EXERCISE OBJECTIVE -
Rewrite only the rows from the one containing "Indicate the window frame" through the last row, both ends included. Keep each request unchanged and offset every coordinate in the answers by adding 86.

Data listing:
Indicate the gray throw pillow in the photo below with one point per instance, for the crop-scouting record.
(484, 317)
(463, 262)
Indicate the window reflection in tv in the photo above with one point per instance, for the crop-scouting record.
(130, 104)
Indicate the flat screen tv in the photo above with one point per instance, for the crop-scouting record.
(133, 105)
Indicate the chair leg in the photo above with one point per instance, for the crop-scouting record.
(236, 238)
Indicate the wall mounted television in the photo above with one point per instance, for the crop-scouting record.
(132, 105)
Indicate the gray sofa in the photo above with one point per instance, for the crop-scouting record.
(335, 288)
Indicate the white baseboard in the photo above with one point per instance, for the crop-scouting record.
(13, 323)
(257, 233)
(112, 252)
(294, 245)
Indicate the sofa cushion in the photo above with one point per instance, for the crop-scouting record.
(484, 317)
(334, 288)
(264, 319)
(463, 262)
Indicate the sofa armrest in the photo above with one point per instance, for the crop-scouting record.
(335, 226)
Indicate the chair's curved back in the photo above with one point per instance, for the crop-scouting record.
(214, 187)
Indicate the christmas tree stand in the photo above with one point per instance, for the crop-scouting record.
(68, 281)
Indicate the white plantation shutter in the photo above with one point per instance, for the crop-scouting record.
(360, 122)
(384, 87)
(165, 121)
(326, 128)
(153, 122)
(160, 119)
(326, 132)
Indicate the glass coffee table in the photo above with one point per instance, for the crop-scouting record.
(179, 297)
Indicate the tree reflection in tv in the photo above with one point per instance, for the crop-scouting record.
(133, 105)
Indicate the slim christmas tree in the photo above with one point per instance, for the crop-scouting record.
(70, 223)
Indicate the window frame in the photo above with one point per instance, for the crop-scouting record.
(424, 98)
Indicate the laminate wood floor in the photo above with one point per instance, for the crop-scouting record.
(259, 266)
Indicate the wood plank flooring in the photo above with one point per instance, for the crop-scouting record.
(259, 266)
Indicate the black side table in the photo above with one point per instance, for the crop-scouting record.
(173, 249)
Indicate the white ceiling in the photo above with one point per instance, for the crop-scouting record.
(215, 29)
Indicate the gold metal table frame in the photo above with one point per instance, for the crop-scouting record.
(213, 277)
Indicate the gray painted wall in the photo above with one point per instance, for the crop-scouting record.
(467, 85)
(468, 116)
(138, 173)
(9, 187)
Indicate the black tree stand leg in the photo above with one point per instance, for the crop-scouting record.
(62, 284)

SOLUTION FOR THIS PROBLEM -
Indicate the window frame in the photo above with one point per instance, for the crop-scouting record.
(510, 184)
Indicate the laminate wood floor in the photo above with one point per instance, for the crop-scouting record.
(345, 352)
Indicate the wood plank flooring in the photo above with one point per instance, for the crop-scouting record.
(345, 352)
Indicate the black side table in the photo above with one point per instance, for the crop-scouting record.
(259, 335)
Indicate the white ceiling in the photo above with one point per instance, for the crop-scouting record.
(301, 115)
Indicate the gold metal table frame in the photo above with one point per instance, for the crop-scouting record.
(299, 363)
Indicate the gray painted wall in the photo above with one point per instance, for the crop-scouting record.
(553, 171)
(554, 202)
(224, 259)
(95, 273)
Indicate the black tree stand leg in the photo above with one point per instance, for the crop-scouting record.
(148, 370)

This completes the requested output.